▸ Required task: How many lines in the entries below contain the string "shorts", matched with case taken into account? Reply with the number alone.

▸ Data provided:
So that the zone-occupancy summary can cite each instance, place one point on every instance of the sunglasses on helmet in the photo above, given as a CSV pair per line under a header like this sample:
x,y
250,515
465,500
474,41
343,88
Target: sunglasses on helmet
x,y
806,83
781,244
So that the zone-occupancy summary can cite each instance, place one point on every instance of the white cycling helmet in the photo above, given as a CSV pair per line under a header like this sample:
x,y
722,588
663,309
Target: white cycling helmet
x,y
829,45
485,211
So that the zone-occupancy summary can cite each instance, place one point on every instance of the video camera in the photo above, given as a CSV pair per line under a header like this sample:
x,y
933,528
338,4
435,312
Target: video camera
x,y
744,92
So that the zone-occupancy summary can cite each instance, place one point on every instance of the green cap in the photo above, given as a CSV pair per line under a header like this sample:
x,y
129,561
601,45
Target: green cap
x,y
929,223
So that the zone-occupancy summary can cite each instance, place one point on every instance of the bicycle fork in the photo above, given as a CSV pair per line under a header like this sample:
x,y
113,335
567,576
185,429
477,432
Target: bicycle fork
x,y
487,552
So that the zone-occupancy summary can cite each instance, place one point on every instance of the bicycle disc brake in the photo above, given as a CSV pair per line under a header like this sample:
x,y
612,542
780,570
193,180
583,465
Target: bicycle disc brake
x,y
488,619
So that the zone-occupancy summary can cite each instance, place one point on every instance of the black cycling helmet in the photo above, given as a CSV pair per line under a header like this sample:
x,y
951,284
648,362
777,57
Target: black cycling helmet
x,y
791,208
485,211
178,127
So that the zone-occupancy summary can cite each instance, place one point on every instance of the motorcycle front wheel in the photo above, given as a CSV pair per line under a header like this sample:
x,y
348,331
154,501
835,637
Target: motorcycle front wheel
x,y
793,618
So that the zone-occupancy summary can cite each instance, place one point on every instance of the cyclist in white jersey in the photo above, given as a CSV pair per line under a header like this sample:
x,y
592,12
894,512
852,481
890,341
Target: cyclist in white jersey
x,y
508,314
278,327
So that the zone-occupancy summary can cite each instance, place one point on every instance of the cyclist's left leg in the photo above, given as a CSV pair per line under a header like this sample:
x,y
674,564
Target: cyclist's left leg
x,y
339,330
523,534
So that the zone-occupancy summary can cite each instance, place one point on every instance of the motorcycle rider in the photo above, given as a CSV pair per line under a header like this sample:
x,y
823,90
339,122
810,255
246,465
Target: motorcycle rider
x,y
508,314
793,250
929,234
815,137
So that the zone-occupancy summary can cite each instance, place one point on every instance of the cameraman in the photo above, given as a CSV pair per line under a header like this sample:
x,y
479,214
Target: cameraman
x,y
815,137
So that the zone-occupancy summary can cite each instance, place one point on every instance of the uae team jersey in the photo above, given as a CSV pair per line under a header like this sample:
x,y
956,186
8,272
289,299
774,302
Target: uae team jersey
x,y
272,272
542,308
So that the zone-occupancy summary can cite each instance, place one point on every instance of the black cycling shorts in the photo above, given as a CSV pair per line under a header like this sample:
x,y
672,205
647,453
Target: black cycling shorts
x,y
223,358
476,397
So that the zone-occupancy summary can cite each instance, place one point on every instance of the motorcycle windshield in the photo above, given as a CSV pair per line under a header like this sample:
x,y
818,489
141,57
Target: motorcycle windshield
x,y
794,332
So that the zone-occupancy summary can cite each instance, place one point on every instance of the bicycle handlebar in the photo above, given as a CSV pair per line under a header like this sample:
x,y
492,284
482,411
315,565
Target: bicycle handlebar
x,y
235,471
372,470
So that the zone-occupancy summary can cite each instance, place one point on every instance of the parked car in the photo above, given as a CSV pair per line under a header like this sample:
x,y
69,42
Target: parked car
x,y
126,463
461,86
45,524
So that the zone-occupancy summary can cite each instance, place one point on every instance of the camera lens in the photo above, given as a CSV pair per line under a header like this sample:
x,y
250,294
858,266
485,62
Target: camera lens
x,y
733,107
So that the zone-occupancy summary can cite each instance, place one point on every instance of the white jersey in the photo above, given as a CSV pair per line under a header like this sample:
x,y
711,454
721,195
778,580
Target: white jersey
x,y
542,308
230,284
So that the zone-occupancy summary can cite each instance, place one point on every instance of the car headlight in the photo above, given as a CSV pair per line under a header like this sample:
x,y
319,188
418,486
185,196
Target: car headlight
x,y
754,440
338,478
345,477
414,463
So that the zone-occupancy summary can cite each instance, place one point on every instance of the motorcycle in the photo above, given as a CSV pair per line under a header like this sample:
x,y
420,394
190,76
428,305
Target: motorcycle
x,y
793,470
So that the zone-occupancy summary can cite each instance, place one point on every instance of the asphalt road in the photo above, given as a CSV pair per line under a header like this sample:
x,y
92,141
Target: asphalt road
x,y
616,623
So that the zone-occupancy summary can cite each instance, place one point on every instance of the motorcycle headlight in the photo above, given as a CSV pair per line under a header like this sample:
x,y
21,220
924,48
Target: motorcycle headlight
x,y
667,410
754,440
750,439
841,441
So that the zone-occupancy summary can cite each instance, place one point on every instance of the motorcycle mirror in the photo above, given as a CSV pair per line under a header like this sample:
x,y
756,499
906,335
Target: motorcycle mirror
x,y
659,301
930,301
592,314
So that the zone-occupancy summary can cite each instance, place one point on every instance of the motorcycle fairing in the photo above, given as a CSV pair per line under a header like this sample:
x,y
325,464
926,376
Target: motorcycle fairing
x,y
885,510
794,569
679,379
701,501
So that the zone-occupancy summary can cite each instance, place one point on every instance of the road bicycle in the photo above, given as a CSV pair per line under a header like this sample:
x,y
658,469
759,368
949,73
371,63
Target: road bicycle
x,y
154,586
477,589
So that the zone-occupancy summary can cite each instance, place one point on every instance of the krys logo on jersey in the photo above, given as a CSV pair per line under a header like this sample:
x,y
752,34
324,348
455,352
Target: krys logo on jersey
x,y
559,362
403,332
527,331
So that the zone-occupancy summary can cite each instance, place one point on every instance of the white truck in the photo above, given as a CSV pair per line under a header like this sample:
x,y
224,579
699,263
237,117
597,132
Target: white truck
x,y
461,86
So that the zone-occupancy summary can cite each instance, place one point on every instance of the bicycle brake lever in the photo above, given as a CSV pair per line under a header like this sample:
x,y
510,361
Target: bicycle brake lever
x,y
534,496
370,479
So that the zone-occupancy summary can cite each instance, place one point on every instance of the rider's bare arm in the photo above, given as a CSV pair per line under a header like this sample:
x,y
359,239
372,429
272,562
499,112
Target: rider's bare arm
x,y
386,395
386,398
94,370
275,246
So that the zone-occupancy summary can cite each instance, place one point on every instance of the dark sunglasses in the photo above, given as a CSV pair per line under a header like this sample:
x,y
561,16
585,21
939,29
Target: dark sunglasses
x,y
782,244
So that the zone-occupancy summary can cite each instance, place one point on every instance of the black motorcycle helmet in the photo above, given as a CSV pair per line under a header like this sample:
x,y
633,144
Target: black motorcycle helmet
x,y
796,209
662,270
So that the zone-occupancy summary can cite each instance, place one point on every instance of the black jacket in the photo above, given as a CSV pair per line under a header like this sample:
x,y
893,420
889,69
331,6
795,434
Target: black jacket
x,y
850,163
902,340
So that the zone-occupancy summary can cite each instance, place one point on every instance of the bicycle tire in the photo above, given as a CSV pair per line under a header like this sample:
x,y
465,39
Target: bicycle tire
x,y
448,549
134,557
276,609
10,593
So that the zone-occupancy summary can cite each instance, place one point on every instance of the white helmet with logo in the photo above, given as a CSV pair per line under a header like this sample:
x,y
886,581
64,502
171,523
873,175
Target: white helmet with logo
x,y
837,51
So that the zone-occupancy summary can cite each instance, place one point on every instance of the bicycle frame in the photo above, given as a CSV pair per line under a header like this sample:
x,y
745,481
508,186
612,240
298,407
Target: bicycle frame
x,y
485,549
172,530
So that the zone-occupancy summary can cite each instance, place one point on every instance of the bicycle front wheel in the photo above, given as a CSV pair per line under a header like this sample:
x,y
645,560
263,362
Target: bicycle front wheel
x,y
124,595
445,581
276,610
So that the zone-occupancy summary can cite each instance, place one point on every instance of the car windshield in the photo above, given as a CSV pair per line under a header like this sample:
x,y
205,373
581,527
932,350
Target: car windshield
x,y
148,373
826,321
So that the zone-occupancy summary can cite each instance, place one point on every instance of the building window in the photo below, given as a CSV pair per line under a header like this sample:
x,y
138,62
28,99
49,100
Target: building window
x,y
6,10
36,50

--

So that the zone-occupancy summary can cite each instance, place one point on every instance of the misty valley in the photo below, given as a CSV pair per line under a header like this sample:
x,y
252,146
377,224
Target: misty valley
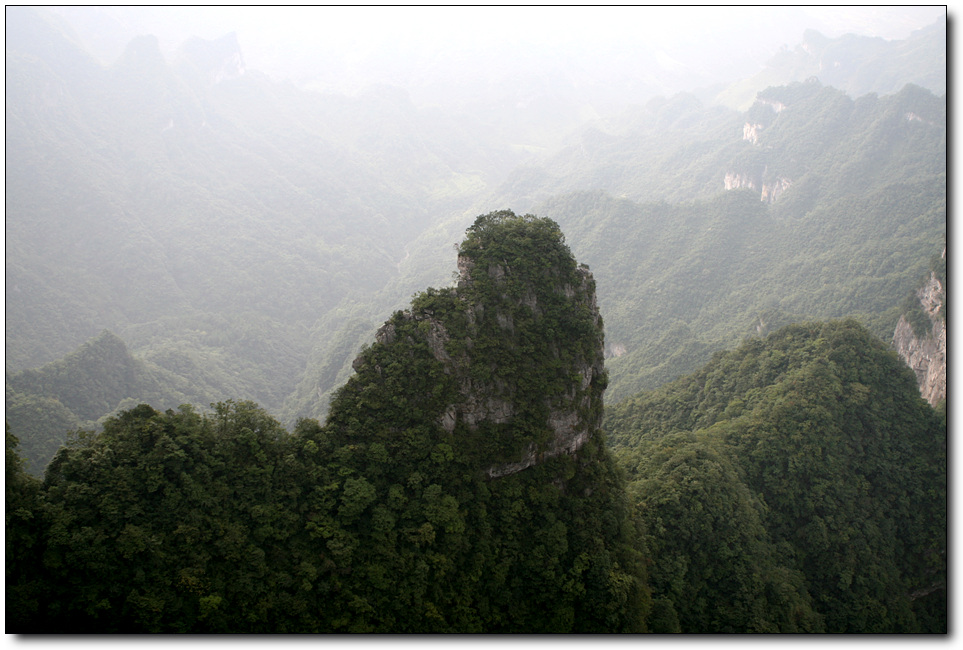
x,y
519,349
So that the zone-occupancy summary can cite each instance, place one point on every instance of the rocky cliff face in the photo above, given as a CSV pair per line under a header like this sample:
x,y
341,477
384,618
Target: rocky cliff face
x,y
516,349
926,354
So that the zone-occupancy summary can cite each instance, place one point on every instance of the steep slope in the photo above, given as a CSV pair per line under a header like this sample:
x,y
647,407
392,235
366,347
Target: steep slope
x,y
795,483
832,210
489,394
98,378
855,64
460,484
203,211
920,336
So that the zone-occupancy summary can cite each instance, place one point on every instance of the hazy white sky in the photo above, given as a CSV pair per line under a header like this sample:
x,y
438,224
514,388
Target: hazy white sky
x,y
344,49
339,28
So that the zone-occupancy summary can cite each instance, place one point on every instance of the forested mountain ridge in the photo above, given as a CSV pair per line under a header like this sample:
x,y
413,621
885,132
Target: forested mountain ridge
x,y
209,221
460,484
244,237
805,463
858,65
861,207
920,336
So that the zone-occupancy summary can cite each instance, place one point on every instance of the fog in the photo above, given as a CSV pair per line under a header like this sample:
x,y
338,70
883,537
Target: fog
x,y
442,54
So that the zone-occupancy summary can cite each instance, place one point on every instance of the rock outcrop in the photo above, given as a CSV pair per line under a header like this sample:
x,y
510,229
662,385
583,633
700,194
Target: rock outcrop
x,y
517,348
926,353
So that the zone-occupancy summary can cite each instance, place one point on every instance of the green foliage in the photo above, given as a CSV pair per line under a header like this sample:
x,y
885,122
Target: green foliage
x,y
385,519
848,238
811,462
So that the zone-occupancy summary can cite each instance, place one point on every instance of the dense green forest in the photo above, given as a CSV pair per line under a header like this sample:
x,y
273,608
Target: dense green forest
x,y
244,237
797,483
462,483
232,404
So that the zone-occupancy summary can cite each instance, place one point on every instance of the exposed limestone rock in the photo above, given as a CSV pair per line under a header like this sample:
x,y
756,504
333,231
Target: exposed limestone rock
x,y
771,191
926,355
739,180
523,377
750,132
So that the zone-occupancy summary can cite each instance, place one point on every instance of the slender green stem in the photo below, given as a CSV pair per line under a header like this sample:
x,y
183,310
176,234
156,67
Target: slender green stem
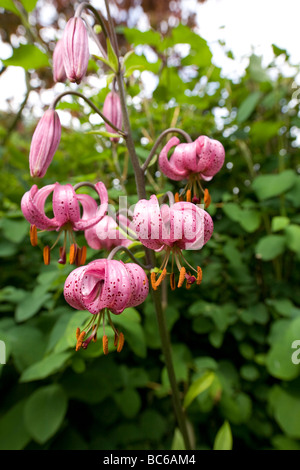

▸ Result of the task: 2